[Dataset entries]
## begin

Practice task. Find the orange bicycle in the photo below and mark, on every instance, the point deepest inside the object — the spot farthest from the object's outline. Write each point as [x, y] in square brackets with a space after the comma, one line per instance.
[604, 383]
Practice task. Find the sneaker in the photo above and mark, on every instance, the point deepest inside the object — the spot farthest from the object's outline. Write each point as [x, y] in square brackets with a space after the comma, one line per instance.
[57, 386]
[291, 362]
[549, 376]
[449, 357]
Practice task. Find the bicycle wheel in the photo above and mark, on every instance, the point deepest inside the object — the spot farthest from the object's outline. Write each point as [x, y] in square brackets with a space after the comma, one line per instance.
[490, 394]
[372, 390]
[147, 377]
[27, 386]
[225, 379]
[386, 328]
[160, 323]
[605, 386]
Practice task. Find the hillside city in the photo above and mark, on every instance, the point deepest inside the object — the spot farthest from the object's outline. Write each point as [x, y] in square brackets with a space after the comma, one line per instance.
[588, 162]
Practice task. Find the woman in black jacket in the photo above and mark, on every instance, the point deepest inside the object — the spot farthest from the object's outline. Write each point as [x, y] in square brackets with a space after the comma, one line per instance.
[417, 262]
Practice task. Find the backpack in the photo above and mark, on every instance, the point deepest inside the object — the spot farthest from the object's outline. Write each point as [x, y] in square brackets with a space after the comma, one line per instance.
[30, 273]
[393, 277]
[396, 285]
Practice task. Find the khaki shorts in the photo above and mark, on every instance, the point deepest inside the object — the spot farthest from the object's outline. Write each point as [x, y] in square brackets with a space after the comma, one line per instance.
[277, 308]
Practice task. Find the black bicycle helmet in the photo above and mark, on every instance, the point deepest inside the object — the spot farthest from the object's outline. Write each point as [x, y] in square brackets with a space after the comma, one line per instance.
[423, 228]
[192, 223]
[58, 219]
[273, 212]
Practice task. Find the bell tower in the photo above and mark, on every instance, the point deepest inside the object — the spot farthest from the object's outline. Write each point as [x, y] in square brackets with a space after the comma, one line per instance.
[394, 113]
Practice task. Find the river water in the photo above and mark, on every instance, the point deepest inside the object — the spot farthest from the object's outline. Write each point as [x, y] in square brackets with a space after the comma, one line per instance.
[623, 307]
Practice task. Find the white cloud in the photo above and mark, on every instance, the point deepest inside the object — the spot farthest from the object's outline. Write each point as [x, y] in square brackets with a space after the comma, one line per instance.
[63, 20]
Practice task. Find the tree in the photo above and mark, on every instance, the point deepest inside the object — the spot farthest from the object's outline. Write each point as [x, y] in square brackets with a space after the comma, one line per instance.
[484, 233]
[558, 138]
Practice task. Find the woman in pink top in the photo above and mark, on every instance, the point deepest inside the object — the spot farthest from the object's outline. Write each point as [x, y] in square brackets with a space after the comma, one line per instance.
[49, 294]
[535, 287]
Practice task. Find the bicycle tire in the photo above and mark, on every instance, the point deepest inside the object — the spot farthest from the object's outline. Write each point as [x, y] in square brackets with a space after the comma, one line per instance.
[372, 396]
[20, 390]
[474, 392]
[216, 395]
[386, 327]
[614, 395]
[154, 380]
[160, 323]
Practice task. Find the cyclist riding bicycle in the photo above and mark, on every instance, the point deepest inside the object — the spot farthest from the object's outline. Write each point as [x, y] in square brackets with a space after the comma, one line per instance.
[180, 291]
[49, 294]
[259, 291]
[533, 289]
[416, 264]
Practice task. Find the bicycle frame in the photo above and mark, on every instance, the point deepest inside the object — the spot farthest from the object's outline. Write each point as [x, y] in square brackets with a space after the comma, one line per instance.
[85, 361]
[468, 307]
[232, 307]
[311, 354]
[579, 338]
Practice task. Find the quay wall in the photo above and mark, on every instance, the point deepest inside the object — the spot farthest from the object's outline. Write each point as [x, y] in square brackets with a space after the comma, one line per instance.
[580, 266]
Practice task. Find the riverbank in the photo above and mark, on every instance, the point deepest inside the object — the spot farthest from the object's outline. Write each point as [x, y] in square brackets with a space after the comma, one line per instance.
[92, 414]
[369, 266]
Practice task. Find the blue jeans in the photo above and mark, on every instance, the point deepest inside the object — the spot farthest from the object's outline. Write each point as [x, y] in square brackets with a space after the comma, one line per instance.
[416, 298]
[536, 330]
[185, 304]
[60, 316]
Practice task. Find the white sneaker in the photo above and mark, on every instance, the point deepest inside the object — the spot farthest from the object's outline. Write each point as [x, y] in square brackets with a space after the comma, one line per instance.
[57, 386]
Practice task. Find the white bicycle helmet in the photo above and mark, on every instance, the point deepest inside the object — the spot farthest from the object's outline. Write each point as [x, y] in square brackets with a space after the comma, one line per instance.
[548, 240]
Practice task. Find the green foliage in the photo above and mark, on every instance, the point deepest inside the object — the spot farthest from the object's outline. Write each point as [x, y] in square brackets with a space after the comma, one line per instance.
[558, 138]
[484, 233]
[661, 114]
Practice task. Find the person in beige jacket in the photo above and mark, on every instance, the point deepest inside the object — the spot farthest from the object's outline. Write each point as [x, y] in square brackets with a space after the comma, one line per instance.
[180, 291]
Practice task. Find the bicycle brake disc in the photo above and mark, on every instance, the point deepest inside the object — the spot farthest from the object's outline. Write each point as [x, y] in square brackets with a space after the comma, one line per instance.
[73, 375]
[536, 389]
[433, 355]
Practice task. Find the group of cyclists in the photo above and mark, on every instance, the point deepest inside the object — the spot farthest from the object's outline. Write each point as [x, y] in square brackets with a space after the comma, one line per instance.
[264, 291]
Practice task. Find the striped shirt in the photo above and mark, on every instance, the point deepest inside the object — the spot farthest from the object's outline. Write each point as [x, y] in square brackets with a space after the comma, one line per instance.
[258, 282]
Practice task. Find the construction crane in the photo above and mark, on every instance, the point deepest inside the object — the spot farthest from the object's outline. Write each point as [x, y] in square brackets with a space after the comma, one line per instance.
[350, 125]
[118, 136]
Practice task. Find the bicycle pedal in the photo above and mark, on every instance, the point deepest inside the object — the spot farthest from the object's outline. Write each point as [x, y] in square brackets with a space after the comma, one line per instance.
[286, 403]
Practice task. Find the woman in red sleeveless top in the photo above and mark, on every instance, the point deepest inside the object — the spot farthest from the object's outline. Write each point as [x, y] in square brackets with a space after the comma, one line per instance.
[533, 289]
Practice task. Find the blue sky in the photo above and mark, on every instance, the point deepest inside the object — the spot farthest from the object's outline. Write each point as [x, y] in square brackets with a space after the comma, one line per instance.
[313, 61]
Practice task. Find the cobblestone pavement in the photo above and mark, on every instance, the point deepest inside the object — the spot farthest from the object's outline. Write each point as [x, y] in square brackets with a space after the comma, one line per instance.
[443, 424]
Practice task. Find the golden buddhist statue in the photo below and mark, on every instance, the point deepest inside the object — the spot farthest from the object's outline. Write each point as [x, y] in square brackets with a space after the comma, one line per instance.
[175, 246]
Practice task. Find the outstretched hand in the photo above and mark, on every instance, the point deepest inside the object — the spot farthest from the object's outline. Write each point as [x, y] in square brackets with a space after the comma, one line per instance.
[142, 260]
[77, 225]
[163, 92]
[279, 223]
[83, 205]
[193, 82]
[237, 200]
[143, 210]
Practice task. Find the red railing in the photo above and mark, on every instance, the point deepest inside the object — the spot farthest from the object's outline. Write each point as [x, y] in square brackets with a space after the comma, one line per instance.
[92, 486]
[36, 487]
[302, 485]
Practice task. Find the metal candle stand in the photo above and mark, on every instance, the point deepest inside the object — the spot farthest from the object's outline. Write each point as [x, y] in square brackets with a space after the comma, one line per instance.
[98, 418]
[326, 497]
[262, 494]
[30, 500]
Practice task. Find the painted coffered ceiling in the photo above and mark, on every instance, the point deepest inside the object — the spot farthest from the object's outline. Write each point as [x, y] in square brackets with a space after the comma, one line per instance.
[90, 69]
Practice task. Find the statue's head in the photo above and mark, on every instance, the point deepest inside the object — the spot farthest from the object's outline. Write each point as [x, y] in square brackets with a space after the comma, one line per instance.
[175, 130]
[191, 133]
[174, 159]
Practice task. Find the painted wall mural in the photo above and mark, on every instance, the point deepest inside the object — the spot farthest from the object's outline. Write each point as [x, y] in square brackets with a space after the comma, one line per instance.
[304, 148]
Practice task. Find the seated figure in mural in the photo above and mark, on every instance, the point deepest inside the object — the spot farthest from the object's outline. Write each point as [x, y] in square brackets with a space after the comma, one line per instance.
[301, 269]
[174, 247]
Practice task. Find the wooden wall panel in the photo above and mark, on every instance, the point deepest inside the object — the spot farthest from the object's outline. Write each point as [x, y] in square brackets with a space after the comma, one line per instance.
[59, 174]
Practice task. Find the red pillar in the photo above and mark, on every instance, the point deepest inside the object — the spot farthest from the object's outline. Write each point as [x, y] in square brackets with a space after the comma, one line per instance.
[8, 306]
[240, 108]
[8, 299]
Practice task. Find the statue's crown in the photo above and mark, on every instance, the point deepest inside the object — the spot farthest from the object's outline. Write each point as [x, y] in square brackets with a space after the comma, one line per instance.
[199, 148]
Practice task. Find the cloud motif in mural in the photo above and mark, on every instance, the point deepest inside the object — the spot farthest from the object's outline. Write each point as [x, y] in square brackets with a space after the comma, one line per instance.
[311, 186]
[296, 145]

## end

▶ Exercise goal:
Copy out, unchanged, every line of the records from the one containing "Practice task. Find the statue's crown" down to and including the final line of the records.

▶ Written response:
Practice task. Find the statue's crown in the photo above and mark, on every instance, the point deepest inside the object — the spot farthest from the object's outline. Write each point as [x, y] in square brackets with a space after the comma, one line per instance.
[199, 148]
Practice task. Find the cloud motif in mural in the photo above and mark, on every instance, the point deepest inside the object — the spot farthest from the object's outline. Write each point as [x, y] in square brackets with a space after the comma, one line per instance.
[311, 186]
[296, 145]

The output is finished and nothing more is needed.